----- Exercise material

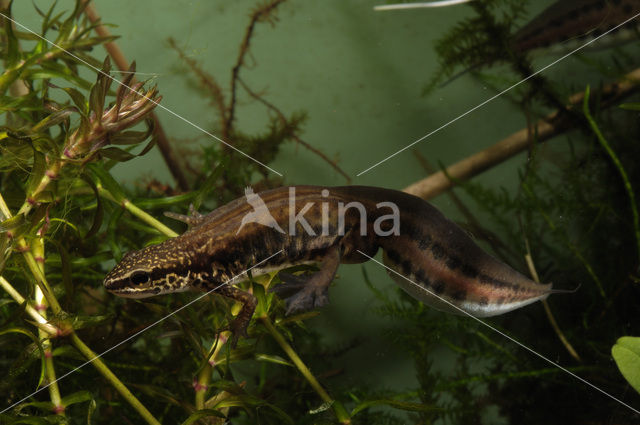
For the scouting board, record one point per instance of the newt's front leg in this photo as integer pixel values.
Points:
(239, 325)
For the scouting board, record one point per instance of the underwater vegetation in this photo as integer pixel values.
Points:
(573, 221)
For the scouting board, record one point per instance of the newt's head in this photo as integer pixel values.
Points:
(154, 270)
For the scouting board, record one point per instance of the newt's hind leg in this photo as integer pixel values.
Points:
(311, 291)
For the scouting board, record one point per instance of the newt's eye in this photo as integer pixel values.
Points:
(139, 277)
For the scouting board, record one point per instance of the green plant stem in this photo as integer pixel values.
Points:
(616, 162)
(141, 214)
(338, 408)
(112, 378)
(41, 321)
(204, 377)
(49, 368)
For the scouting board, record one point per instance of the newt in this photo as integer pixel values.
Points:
(428, 255)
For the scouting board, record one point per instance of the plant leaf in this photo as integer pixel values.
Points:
(626, 353)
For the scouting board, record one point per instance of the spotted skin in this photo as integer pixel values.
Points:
(439, 263)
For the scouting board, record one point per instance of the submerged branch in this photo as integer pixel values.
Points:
(547, 127)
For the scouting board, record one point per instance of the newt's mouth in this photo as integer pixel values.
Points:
(126, 292)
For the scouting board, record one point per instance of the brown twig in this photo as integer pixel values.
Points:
(547, 127)
(158, 132)
(261, 13)
(283, 120)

----------

● What is required
Search the data for "photo". Copy each line that has it.

● Solution to this problem
For the scouting board, record one point per instance of the newt's front leg in this photo as integer pixel values.
For the scouting board, record one point per instance of the underwater vegetation in this photo as integer pixel values.
For the scouting board, record one point per instance of the newt's head in this photo as integer pixel values.
For the scouting board, record one point per instance of the newt's hind leg in this photo as integer pixel values.
For the scouting board, record one point per instance of the newt's eye in this photo as integer pixel values.
For the scouting board, record one point per instance of the green plant stem in this photo as integer pixel values.
For the scouting board, record one point per instance of the newt in this photo as integer pixel values.
For the scouting board, record one point per instance of the plant leaf in this photo as integer pixel values.
For the scouting board, record one point per instance of the spotted skin in this photo as integer pixel values.
For the scouting board, record one point per instance of the submerged branch in this photo as integer pixel values.
For the scouting board, record one point per instance of the newt's mouth in this photo as integer pixel values.
For the scouting board, record one point per instance of the brown twig in this photo as integer pixel values.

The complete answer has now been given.